Underlying business growth was six points higher than forecast, with favorable business mix and a network rebate true-up boosting results. Marqeta’s ability to drive both scale and margin expansion sets up a structurally stronger model for the second half and into 2026.

Executive Commentary

"Our second quarter results demonstrate our ability to deliver strong growth while simultaneously increasing our EBITDA through efficiency and scale... Our focus this year has been on expanding and deepening our customer relationships while enabling their continued growth through innovative programs, value-added services, and seamless geographic expansions with consistent and effective execution."

Mike Miletic, Interim CEO & CFO

"Q2 was a very strong quarter, significantly outperforming our expectations... Q2 TPV growth accelerated by almost three points from Q1 to over 29%. Net revenue and gross profit growth outperformed our expectations by approximately seven points, driven by much higher volume and a more favorable business mix than we anticipated."

Mike Miletic, Interim CEO & CFO

Strategic Positioning

1. Platform Diversification Beyond Block

Non-block TPV and revenue growth now meaningfully outpace block, with non-block customers ramping nearly five times faster in neobanking and 10 points higher in revenue growth. This diversification reduces concentration risk and positions Marqeta to capture a broader array of use cases as fintech matures.

2. BNPL and Lending Innovation

BNPL volume and innovation are now at the core of Marqeta’s growth flywheel. The company’s early leadership in instant issuance and pay-anywhere cards has expanded to pioneering Visa flexible credentials and in-app BNPL choice, with launches for Klarna and others. The upcoming embedded BNPL solution, enabling users to access multiple offers at checkout via their debit card, is poised for a limited holiday release and broader 2026 rollout.

3. European Expansion and Transact Pay Acquisition

Europe is contributing outsized growth, with TPV more than doubling and broad-based adoption across neobanking, lending, and expense management. The completed Transact Pay acquisition adds program management and EMI license capabilities, unlocking access to larger customers and enabling a harmonized North America-Europe offering. This positions Marqeta to win multi-region deals and deepen wallet share.

4. Value-Added Services and Embedded Finance

Value-added services are emerging as a key margin lever, with real-time decisioning, risk, and tokenization tools seeing rapid adoption. These services create stickier, higher-margin relationships, especially as embedded finance clients increasingly demand holistic, full-stack solutions. Marqeta is investing in white-label apps, rewards, and risk capabilities to address this shift.

5. Operational Leverage and Cost Structure

Disciplined investment and process optimization are structurally lowering costs, with headcount, tech spend, and org design all contributing to margin gains. AI-driven efficiency and internal software capitalization are shifting more resources to new capability development, supporting both growth and profitability. The company expects these efficiencies to persist, supporting an improved GAAP profitability timeline.

Key Considerations

Q2’s results reflect a company in transition from scale to monetization, with strong signals that Marqeta’s platform is becoming more diversified, sticky, and profitable. The interplay between BNPL innovation, European leverage, and value-added services is reshaping the growth and margin profile.

--

GIVEN TASK A — Report each line of the listing below that contains the string "dark".

--

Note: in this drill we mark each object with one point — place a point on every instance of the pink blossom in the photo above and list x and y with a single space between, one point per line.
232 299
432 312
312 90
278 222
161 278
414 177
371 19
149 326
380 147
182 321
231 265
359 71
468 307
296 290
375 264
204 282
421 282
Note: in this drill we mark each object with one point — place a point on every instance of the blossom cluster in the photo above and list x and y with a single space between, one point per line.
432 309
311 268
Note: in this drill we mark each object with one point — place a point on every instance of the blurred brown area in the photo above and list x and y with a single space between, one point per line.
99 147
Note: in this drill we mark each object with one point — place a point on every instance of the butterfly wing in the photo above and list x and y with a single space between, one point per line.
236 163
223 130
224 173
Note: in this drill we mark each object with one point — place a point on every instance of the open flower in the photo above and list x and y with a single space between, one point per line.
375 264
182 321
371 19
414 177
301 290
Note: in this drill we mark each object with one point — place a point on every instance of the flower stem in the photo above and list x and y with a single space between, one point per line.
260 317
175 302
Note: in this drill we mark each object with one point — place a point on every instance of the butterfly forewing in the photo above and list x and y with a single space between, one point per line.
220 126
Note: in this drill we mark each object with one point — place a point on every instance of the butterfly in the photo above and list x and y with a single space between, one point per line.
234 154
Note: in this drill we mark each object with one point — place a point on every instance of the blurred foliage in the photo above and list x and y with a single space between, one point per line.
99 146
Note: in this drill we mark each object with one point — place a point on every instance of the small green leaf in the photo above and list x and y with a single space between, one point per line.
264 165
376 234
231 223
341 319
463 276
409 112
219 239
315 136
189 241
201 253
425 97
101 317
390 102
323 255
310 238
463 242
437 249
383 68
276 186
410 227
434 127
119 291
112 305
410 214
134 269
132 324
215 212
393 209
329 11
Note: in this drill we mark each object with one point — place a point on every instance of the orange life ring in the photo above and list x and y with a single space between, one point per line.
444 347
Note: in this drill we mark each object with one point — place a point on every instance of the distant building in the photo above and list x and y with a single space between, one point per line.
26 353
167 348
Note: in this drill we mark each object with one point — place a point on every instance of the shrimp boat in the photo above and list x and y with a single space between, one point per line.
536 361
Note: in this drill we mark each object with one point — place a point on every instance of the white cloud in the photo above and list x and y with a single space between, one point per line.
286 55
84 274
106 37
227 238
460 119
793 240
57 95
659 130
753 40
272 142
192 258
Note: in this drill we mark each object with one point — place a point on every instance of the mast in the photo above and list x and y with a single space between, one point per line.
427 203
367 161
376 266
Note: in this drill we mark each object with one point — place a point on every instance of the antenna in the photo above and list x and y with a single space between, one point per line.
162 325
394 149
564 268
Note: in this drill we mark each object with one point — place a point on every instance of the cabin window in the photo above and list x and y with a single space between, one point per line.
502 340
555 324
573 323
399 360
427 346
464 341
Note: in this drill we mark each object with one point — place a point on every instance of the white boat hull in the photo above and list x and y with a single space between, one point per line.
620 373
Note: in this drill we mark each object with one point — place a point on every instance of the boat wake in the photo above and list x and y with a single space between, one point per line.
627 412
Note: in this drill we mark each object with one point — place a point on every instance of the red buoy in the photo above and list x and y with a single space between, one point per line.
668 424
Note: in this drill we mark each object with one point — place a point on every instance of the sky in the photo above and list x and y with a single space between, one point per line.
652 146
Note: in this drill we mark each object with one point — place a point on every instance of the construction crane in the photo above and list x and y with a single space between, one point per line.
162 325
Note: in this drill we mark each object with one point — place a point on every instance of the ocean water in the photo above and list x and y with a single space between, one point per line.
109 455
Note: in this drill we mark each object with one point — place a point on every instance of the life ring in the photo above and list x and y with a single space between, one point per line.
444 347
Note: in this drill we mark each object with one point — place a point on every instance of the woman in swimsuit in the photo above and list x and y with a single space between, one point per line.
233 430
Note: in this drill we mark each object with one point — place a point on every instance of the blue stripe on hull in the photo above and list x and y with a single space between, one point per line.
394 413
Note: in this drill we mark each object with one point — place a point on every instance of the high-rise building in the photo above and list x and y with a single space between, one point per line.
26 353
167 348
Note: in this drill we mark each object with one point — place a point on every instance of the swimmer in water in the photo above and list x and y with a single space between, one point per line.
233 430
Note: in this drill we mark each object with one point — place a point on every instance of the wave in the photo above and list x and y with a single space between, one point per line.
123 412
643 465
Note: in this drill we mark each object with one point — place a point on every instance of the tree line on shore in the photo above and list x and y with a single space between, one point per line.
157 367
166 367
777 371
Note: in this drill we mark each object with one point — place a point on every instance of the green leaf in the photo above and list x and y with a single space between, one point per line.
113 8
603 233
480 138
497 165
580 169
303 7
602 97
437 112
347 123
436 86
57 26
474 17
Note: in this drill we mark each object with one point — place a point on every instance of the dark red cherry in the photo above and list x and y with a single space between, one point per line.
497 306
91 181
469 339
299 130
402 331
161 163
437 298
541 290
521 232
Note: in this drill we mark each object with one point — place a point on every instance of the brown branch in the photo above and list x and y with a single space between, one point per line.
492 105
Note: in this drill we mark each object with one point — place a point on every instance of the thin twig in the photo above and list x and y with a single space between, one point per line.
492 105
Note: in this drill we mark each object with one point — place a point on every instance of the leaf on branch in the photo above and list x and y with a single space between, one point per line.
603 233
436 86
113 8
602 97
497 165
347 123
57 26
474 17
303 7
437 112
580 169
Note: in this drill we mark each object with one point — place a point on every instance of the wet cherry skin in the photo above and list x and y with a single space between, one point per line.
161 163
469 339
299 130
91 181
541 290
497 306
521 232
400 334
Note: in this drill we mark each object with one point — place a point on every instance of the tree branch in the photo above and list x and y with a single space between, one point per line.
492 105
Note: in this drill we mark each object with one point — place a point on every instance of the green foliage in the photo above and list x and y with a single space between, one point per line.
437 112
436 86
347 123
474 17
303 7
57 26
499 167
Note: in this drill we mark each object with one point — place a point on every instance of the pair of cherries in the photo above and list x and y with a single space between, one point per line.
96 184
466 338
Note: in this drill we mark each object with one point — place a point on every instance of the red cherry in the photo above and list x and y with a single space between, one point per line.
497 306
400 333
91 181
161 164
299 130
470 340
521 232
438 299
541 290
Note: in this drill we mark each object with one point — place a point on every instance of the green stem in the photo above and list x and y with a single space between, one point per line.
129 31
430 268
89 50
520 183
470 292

--

GIVEN TASK B — Continue the commentary on Marqeta's second-quarter results, starting after its final sentence.

WRITTEN REPLY A —
Note: in this drill we mark each object with one point — place a point on every instance of the dark red cherry in the photo above and list x and y with a single space between, one point per line.

WRITTEN REPLY B —
Key Considerations:

  • BNPL and Lending Growth Outpaces Core: Each of the top 10 BNPL customers accelerated TPV growth, signaling durable demand and product fit.
  • European Market Now a Growth Engine: More than 100% TPV growth in Europe, with local and multi-regional clients expanding programs and geographies.
  • Value-Added Services Gaining Traction: Real-time decisioning and risk tools now used by 40+ clients, contributing nearly 20% of non-block TPV and doubling gross profit in this segment.
  • Transact Pay Acquisition Unlocks Larger Deals: Enables full program management and licensing in Europe, making Marqeta a one-stop solution for large customers.
  • Margin Expansion from Operational Rigor: Ongoing cost discipline, tech optimization, and delayed investments are driving sustained EBITDA margin gains and faster time to GAAP break-even.

Risks

Macro uncertainty, particularly around employment and discretionary spend, remains a potential headwind, though Q2 saw no noticeable volume shifts. Regulatory changes, especially in Europe and with open banking, could alter cost structures or slow customer adoption. Customer concentration risk persists, though declining, and the pace of adoption for value-added services and embedded finance remains a watchpoint. Execution on Transact Pay integration and renewal timing also introduces forecasting complexity for the back half of 2025.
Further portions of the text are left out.